Exercise: Replace "several" with "a number" in the part of the train crash text starting with "Fatal train crashes" and going on through "Safety Board records.", and write out that part.

Quoted passage:
********

The New Jersey Transit train crash in Hoboken Thursday joins a sobering list of fatal rail crashes in America.
Fatal train crashes are not entirely uncommon: There have been several in the past 25 years in the U.S., according to an NBC News count of National Transportation Safety Board records.
Here's a look at what happened in some of the worst of those incidents:
May 12, 2015: Philadelphia
Eastbound Amtrak passenger train 188 derailed after traveling at a speed of more than 100 mph on a curved stretch of track where the speed limit is 50 mph, killing eight people and injuring more than 200. Federal officials blamed human error and high speed for the crash; engineer Brandon Bostian told investigators after the crash that he could barely remember the moments leading up to it, and instead had a "dream-like" memory of hitting the brakes as he realized the train was going to tip over.

********

Recorded information:

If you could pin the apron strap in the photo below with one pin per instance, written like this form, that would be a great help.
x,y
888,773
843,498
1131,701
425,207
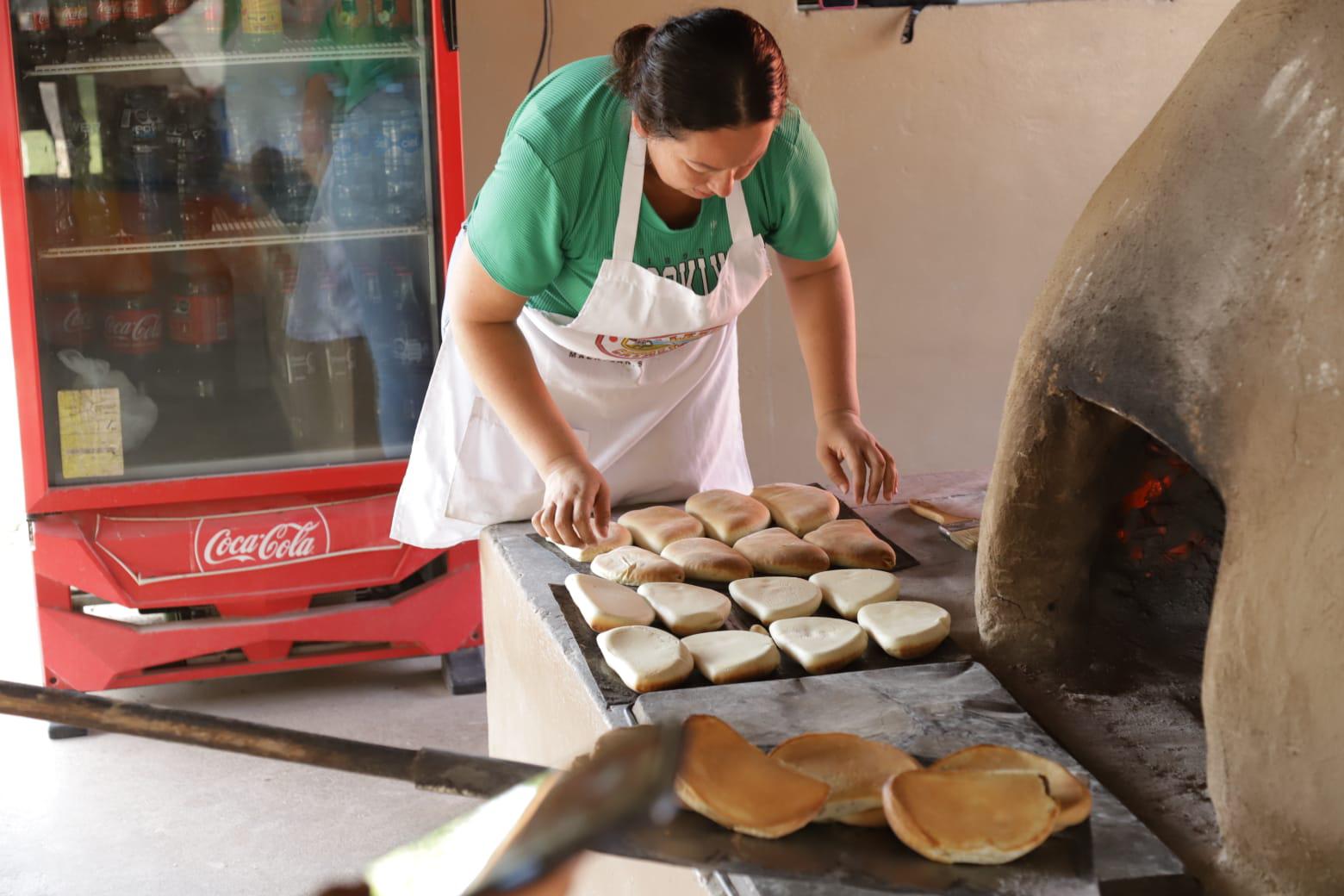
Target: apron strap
x,y
632,194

********

Exercise answer:
Fatal train crashes are not entirely uncommon: There have been a number in the past 25 years in the U.S., according to an NBC News count of National Transportation Safety Board records.